[BEGIN Entries provided]
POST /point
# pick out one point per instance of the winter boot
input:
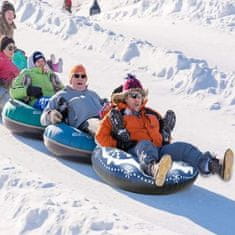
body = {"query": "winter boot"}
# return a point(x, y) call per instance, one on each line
point(60, 65)
point(223, 167)
point(160, 170)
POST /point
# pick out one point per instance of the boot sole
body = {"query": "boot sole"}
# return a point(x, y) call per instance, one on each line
point(228, 164)
point(164, 166)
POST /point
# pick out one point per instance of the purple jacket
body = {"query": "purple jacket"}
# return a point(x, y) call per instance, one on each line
point(8, 71)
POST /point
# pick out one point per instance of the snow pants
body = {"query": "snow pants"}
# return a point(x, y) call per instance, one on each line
point(146, 153)
point(4, 97)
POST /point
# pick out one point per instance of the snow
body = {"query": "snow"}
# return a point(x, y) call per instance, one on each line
point(183, 52)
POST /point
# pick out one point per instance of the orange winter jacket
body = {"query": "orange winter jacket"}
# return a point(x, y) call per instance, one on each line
point(146, 126)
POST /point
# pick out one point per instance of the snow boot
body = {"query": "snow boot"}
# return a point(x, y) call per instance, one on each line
point(159, 170)
point(223, 167)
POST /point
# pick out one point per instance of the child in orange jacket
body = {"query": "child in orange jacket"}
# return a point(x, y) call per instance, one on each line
point(136, 129)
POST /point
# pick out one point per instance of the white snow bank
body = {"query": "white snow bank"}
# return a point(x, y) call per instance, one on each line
point(186, 75)
point(217, 13)
point(37, 206)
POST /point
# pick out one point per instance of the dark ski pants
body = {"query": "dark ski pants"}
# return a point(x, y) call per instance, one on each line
point(147, 153)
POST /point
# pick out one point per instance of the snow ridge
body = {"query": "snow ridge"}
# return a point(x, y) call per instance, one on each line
point(188, 76)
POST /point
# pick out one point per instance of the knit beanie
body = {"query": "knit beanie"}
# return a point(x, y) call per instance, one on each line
point(37, 55)
point(77, 69)
point(5, 42)
point(7, 6)
point(131, 84)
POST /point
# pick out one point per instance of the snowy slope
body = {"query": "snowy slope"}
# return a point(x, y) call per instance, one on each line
point(45, 195)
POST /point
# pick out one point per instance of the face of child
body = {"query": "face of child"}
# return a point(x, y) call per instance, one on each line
point(79, 81)
point(9, 16)
point(9, 50)
point(134, 100)
point(40, 63)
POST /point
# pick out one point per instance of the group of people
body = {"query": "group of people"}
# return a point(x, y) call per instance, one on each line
point(125, 122)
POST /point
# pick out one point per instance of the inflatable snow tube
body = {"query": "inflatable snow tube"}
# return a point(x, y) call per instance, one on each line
point(66, 141)
point(119, 169)
point(22, 119)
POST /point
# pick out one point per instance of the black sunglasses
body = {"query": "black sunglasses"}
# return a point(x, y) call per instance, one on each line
point(77, 75)
point(11, 48)
point(135, 95)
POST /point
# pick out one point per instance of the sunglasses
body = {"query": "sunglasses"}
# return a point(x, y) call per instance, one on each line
point(11, 48)
point(135, 95)
point(77, 75)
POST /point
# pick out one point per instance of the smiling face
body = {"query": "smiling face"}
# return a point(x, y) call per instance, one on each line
point(134, 100)
point(40, 63)
point(9, 16)
point(78, 81)
point(9, 50)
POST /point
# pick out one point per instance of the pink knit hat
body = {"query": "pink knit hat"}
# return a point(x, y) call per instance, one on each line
point(131, 84)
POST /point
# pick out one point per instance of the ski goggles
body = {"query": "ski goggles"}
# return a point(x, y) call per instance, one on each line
point(78, 75)
point(135, 95)
point(11, 48)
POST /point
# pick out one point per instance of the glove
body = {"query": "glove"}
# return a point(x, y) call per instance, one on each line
point(34, 91)
point(118, 130)
point(168, 124)
point(169, 120)
point(55, 116)
point(63, 107)
point(126, 145)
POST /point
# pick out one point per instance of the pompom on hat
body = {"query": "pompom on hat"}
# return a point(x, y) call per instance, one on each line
point(37, 55)
point(77, 69)
point(5, 41)
point(7, 6)
point(131, 84)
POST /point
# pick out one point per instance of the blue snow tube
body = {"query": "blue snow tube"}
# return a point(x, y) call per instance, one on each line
point(22, 119)
point(119, 169)
point(66, 141)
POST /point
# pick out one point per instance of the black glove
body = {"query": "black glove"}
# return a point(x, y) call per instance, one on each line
point(168, 124)
point(63, 107)
point(34, 91)
point(126, 145)
point(118, 130)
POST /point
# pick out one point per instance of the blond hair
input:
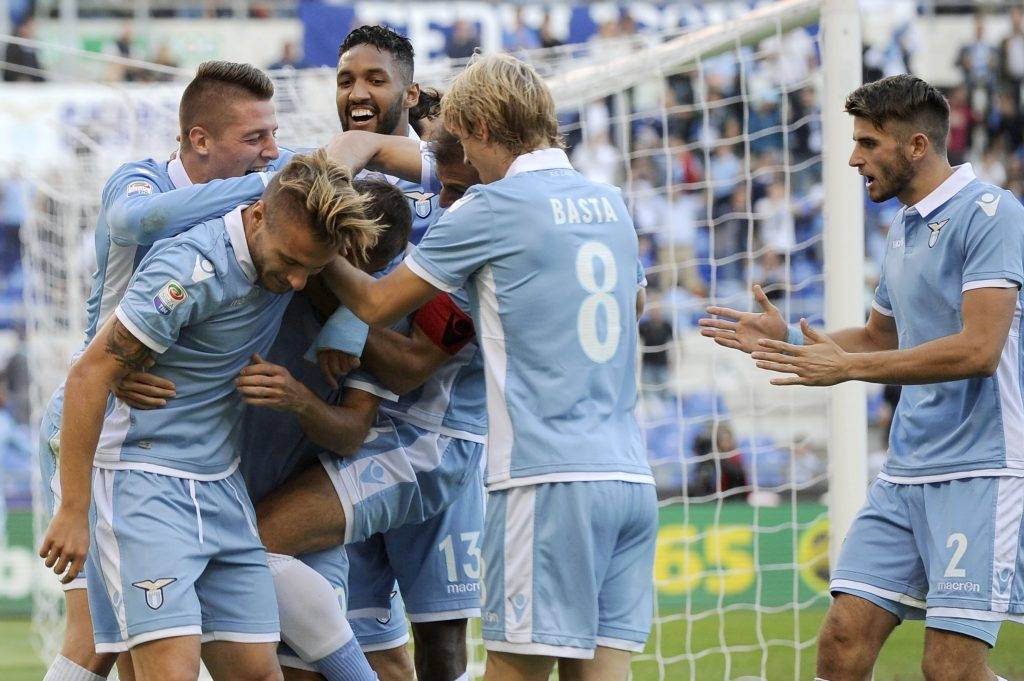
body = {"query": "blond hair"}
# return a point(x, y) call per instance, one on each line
point(323, 189)
point(506, 95)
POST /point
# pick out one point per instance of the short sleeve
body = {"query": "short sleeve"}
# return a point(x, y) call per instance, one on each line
point(458, 245)
point(993, 247)
point(162, 298)
point(881, 302)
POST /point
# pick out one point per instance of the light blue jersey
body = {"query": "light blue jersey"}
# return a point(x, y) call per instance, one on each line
point(195, 302)
point(549, 260)
point(146, 201)
point(966, 235)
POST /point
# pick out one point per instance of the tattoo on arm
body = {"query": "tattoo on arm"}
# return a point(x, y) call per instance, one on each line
point(127, 349)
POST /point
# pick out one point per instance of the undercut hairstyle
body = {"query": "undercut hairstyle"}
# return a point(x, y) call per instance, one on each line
point(446, 149)
point(314, 186)
point(907, 101)
point(216, 85)
point(389, 207)
point(385, 40)
point(509, 97)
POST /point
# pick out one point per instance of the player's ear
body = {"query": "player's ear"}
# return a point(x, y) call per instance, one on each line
point(412, 95)
point(199, 139)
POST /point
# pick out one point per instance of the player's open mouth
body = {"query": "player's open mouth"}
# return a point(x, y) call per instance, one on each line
point(360, 114)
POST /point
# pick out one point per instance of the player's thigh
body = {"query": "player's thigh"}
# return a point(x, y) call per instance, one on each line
point(607, 665)
point(78, 644)
point(626, 599)
point(229, 661)
point(302, 515)
point(882, 559)
point(173, 658)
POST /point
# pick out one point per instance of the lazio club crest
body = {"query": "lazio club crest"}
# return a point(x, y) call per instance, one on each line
point(154, 590)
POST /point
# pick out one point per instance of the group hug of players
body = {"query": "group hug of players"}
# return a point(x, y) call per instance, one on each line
point(271, 454)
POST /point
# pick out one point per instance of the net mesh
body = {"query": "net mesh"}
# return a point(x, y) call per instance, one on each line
point(715, 138)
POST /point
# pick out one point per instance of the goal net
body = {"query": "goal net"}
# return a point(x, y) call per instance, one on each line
point(719, 138)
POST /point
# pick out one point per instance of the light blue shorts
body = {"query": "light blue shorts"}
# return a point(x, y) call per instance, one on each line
point(436, 564)
point(176, 557)
point(567, 567)
point(948, 553)
point(49, 452)
point(402, 474)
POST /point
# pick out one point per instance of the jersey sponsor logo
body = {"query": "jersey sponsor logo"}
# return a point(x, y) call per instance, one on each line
point(155, 590)
point(203, 269)
point(988, 203)
point(169, 297)
point(936, 227)
point(421, 202)
point(139, 186)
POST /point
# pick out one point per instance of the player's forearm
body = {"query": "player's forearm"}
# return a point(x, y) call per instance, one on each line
point(395, 362)
point(861, 339)
point(389, 154)
point(143, 220)
point(338, 429)
point(949, 358)
point(85, 402)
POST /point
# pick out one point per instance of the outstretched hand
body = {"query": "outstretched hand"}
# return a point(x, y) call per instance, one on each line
point(818, 362)
point(743, 331)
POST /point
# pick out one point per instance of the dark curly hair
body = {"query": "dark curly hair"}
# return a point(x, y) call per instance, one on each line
point(385, 40)
point(906, 100)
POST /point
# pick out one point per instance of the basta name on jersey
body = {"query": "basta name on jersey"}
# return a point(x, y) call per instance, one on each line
point(585, 210)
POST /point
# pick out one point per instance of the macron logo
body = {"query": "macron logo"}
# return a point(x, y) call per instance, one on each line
point(988, 203)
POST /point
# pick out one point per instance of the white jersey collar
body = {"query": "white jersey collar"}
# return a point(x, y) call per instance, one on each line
point(542, 159)
point(237, 232)
point(176, 170)
point(962, 176)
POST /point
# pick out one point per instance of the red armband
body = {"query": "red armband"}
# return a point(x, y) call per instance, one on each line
point(444, 323)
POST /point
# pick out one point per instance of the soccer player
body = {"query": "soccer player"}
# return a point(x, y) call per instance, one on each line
point(549, 260)
point(227, 125)
point(176, 558)
point(939, 537)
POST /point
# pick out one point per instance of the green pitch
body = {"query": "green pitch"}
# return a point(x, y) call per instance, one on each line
point(899, 662)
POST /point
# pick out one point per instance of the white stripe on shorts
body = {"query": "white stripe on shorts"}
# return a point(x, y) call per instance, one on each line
point(107, 544)
point(519, 511)
point(1009, 513)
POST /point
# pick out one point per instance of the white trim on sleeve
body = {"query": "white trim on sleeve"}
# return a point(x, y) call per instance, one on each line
point(989, 284)
point(140, 335)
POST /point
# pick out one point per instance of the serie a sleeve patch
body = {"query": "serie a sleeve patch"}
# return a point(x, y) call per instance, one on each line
point(445, 324)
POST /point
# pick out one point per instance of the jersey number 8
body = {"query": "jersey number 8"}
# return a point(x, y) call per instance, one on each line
[END Entries provided]
■ What is needed
Print the entries unchanged, from their first line through the line containing "point(8, 71)", including both of those lines. Leave the pictures out of your answer.

■ Completed task
POST /point
# pick out one point per instance of the winter boot
input:
body = {"query": "winter boot"}
# return a point(x, y) call per instance, one on each line
point(60, 65)
point(223, 167)
point(160, 170)
POST /point
# pick out one point per instance of the boot sole
body = {"query": "boot sole"}
# return a point(x, y) call per instance, one on each line
point(228, 164)
point(164, 166)
POST /point
# pick out one point per instance of the purple jacket
body = {"query": "purple jacket"}
# return a point(x, y) call per instance, one on each line
point(8, 71)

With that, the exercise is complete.